- Specialty: Urology, oncology

= Renal anaplastic sarcoma =

Renal anaplastic sarcoma is a rare tumour of the kidney. By 2017 about 25 cases have been reported. This tumour occurs in children and young adults and is more common in females than males.

Because of its rarity its natural history is not well understood.

==Genetics==

An association with mutations in the DICER-1 gene has been reported.
==Diagnosis==
Aspiration cytology may be of use in making the diagnosis. CT scans of the abdomen and the rest of the body are normally done to assist in surgical planning.

The age at diagnosis of this condition varies between 10 months to 41 years. The male:female ratio is 2:3. The most common presentation is an asymptomatic abdominal mass. The tumour is more common on the right and it may metastise to lung, liver and bone.

===Histology===

On histology the tumours have a marked spindle cell component. Other cells may be bizarre in shape. Cartilage or bone tissue may be found. A cystic component may be present.

The differential diagnosis includes

- anaplastic Wilms' tumor
- renal synovial sarcomas
- malignant mesenchymomas
- ectomesenchymomas

==Treatment==

Because of the rarity of this tumour, optimal treatment is as yet unknown. It is usually treated by excision. Radiation and chemotherapy have also been used in addition to surgery.

==History==

This tumour was first described in 2007. This lesion was recognised during a review of a series of 15,000 renal tumours.

* [DATA RECORDS]
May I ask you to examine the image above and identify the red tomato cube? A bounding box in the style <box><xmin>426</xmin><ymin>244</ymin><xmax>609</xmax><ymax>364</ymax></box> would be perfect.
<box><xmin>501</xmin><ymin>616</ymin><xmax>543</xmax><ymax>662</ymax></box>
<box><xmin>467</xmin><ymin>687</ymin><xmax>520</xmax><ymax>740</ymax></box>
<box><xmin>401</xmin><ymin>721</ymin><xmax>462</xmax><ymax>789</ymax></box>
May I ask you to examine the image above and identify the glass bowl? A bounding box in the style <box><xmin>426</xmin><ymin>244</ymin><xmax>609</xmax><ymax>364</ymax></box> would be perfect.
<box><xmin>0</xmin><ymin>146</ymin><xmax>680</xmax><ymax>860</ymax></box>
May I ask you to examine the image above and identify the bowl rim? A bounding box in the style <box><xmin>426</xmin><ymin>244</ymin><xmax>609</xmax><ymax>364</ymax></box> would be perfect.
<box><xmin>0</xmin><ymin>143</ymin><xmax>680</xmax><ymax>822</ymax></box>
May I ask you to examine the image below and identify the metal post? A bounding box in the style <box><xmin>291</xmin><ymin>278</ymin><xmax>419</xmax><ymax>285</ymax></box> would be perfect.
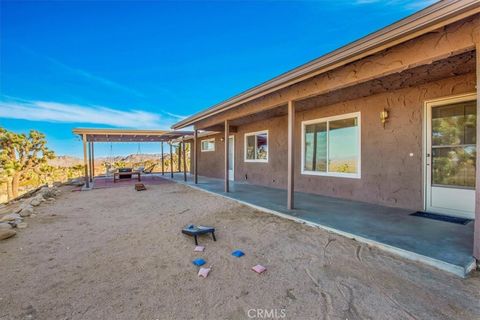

* [EXERCISE DESCRIPTION]
Rewrite the passage on renal anaplastic sarcoma from "Because of the" to "15,000 renal tumours.", replacing "excision" with "surgical removal". None of the material is needed for this.

* [YOUR SOLUTION]
Because of the rarity of this tumour, optimal treatment is as yet unknown. It is usually treated by surgical removal. Radiation and chemotherapy have also been used in addition to surgery.

==History==

This tumour was first described in 2007. This lesion was recognised during a review of a series of 15,000 renal tumours.